Records from a collection

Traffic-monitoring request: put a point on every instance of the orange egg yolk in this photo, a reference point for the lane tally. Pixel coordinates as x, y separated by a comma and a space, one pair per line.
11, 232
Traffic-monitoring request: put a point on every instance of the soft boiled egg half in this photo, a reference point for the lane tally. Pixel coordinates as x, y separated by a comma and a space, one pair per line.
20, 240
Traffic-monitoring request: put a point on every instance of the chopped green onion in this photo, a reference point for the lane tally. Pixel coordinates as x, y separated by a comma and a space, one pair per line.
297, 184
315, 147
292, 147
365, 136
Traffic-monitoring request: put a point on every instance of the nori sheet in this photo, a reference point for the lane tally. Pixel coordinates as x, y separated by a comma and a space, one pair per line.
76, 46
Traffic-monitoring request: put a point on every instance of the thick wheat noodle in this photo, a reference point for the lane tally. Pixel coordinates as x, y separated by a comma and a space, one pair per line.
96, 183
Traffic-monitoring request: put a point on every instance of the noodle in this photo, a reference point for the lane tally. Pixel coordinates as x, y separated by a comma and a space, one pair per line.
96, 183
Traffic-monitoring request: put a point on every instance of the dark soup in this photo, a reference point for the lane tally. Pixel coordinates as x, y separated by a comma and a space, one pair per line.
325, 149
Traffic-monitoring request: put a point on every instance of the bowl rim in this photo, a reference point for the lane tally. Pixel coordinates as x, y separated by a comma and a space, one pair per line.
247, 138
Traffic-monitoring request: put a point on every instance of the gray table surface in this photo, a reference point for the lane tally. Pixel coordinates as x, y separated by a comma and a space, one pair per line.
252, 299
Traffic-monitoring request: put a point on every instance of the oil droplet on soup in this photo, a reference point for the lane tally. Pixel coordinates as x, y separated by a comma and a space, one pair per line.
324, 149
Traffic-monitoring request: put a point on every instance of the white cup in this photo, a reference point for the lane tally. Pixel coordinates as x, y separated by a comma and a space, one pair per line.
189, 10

| Prompt |
Restate, word for word, the final stretch of the entries above: the line containing "of the noodle" and every line after it, up to and including the last.

| Solved exercise |
Traffic-monitoring request: put a point on every instance of the noodle in this photo, a reference point for the lane tally. Pixel coordinates as x, y separated by a comma and a space, one pair per line.
96, 183
Traffic-monitoring request: put a point on every instance of the dark soup in this photo, a reference point for the lane tally. Pixel coordinates as x, y separated by a comma and a space, one pair per line.
325, 149
Traffic-monitoring request: put a point on every instance of the bowl rim in this photo, a reference point for the lane tally. Pixel coordinates as x, y separated by a comma and a space, one pair per line.
247, 138
Traffic-monitoring request: put a point on every instance of the gray table surface in this photo, a reference point for the lane tally. Pixel coordinates as x, y separated by a comma and a space, one pair per line.
252, 299
Traffic-monitoring request: put a point on every instance of the oil droplet on soup in this photo, a reference point for the lane tally. Pixel coordinates as x, y separated by a comma and a space, one pair per line.
324, 149
Traffic-monitoring request: put a point on every instance of the white cup in this photo, a reference point for the lane tally. Pixel coordinates as x, y separated by a comma and a space, one pair per line.
189, 10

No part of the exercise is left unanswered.